Rewrite every one of the records below, changing "Request body query" to "Search phrase" wherever it occurs and leaving everything else untouched.

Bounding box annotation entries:
** begin **

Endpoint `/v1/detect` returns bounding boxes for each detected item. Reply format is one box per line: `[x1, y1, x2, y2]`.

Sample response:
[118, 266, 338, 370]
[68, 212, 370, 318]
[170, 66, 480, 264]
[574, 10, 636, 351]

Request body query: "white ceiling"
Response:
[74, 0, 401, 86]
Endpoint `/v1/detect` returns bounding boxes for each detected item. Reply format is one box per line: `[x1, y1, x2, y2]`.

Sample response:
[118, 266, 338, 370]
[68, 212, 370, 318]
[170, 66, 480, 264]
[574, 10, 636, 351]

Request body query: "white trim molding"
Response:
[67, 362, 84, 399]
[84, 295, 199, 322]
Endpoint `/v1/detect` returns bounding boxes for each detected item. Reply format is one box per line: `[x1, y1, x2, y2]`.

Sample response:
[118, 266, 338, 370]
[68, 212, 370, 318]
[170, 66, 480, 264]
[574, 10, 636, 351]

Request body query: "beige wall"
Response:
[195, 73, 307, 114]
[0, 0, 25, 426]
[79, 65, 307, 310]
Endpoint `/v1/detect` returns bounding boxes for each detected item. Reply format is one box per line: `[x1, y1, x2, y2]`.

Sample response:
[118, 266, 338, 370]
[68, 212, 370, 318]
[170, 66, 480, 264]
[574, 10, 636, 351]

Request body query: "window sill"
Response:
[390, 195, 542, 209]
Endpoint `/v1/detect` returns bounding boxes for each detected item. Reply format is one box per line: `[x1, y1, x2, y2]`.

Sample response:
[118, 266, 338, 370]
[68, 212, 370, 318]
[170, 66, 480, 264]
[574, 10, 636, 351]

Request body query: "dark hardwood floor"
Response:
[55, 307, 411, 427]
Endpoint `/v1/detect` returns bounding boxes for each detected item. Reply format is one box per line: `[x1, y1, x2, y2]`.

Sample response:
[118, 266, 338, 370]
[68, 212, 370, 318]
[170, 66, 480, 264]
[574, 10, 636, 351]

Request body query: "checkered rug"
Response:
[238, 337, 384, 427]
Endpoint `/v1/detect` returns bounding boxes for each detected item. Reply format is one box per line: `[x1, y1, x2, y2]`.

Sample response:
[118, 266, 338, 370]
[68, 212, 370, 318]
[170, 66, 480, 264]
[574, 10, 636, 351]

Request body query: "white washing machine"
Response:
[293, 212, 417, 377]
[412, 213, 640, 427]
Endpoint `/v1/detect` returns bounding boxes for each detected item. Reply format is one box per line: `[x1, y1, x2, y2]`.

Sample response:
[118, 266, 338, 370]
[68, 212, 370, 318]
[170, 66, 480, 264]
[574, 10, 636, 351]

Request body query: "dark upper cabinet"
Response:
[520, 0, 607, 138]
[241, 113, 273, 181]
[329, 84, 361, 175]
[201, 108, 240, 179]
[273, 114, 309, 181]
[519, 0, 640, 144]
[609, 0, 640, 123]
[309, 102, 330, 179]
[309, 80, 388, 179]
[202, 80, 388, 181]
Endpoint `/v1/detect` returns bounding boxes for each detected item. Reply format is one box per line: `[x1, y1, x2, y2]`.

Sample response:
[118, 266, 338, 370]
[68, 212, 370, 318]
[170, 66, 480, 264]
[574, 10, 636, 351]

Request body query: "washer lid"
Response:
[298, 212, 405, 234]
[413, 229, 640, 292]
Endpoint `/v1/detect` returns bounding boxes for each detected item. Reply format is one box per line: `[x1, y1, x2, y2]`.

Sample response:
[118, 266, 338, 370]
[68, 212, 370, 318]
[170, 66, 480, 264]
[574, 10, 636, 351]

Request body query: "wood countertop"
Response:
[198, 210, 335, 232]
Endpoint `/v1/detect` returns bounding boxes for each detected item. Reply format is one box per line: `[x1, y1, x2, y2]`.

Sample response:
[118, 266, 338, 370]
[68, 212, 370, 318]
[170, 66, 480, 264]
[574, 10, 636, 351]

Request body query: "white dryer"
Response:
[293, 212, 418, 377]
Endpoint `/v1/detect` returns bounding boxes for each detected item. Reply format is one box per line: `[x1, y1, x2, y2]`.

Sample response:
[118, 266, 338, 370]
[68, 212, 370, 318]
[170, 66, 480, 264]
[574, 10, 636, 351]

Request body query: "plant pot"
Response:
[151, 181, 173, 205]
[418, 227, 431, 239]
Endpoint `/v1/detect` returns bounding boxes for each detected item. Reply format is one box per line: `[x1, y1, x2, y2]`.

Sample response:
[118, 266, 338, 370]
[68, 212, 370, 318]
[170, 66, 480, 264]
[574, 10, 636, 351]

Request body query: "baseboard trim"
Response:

** end **

Result for this task –
Endpoint `/v1/detect` returns bounding boxes for each detected item. Reply format is one box per line: `[x1, y1, x2, y2]`.

Sample response:
[118, 266, 338, 370]
[68, 212, 370, 318]
[170, 66, 480, 264]
[574, 10, 636, 351]

Search phrase: "white ceiling"
Response:
[74, 0, 401, 86]
Endpoint `/v1/detect` returns bounding boxes for each detected item. Reply format is one box per line: `[x1, y1, x2, y2]`.

Sample response:
[118, 266, 338, 370]
[68, 212, 370, 318]
[170, 66, 480, 264]
[574, 10, 636, 351]

Search phrase: "white trim molding"
Response:
[67, 362, 84, 399]
[84, 295, 199, 322]
Endpoint `/v1/detect` returns bounding boxes for each detected item. Reply format is one box per line: `[x1, y1, x2, y2]`.

Sample response:
[118, 266, 338, 370]
[68, 212, 370, 318]
[170, 66, 480, 264]
[574, 10, 636, 351]

Search phrase: "beige wall"
Response:
[195, 73, 307, 114]
[0, 0, 25, 426]
[79, 65, 307, 310]
Endpoint `/v1/detect` returns bounding boxes for each detected item. Reply format is one box per line: `[x1, y1, x2, y2]`.

Sample response:
[118, 266, 338, 370]
[68, 212, 370, 318]
[170, 66, 480, 264]
[574, 10, 636, 351]

Search phrase: "window sill"
Response:
[390, 195, 542, 209]
Endpoint `/v1/detect` returns bounding boxes for each detected item. Reply format is one box per line: `[x1, y1, x2, y2]`.

Sample response:
[118, 266, 338, 370]
[68, 212, 370, 318]
[170, 66, 480, 264]
[574, 10, 636, 351]

Search phrase: "dark hardwood floor"
Response:
[55, 307, 411, 427]
Endpoint `/v1/detect` returns bounding boxes for each detected item. Reply format is one box per line: `[x1, y1, x2, y2]`.

Sample response:
[118, 266, 338, 370]
[68, 212, 370, 318]
[170, 66, 480, 264]
[574, 10, 636, 351]

Search phrase: "checkered rug"
Response:
[238, 337, 384, 427]
Endpoint `/v1/detect` returns bounding boxes for each detected item. Reply format is one box per line: `[x1, y1, x2, y2]`.

Sample response:
[118, 266, 338, 370]
[68, 212, 370, 318]
[170, 66, 480, 264]
[574, 10, 636, 351]

Search phrase: "white washing machine"
Response:
[293, 212, 417, 377]
[412, 213, 640, 427]
Endpoint `/v1/detect` returns bounding boxes for each detected item. Reply format is one box per line: `[x1, y1, x2, y2]`.

Sample response:
[118, 266, 338, 370]
[68, 212, 370, 318]
[170, 66, 480, 264]
[574, 10, 636, 351]

Search phrase: "dark upper cabinet"
Response:
[520, 0, 607, 138]
[241, 113, 273, 181]
[329, 84, 361, 175]
[201, 108, 240, 179]
[273, 114, 309, 181]
[519, 0, 640, 144]
[609, 0, 640, 123]
[309, 102, 330, 179]
[309, 80, 388, 179]
[202, 80, 388, 181]
Endpoint `/v1/detect` returns bounding boxes for each detected item. Reply format is one box per line: `[x1, y1, x2, y2]`.

Sample response:
[118, 266, 338, 370]
[68, 212, 370, 318]
[170, 66, 480, 264]
[574, 10, 636, 351]

Search phrase: "washer lid"
Response:
[298, 212, 405, 234]
[413, 229, 640, 292]
Endpoint `/v1/detect` returns bounding boxes for each detected item. Reply format is one box per line: `[x1, y1, x2, y2]`.

Sample response:
[118, 266, 338, 370]
[68, 212, 370, 318]
[170, 66, 480, 264]
[574, 10, 636, 351]

Search phrase: "wood countertop"
Response:
[198, 210, 335, 232]
Endpoint `/v1/detect` returns bounding boxes for each detected item. Reply format is one box per line: `[x1, y1, x2, y2]`.

Sample response:
[118, 266, 338, 370]
[68, 212, 370, 318]
[170, 66, 480, 264]
[574, 10, 636, 351]

Search phrase: "white dryer"
Response:
[293, 212, 418, 377]
Endpoint `/v1/detect` returns bounding boxes for each detected item. Reply format is one box per line: `[x1, y1, x2, y2]`.

Sample response:
[118, 266, 338, 370]
[68, 212, 370, 318]
[170, 66, 480, 264]
[574, 10, 636, 351]

Search phrase: "plant pot"
Response:
[151, 181, 173, 205]
[418, 227, 431, 239]
Endpoint `/v1/detect` returns bounding boxes for each detected item. Reply format is one box per line: `[x1, y1, x2, y2]`.

Sample response:
[118, 266, 338, 370]
[68, 212, 370, 318]
[170, 66, 480, 264]
[574, 10, 636, 351]

Search phrase: "baseboard trim"
Response:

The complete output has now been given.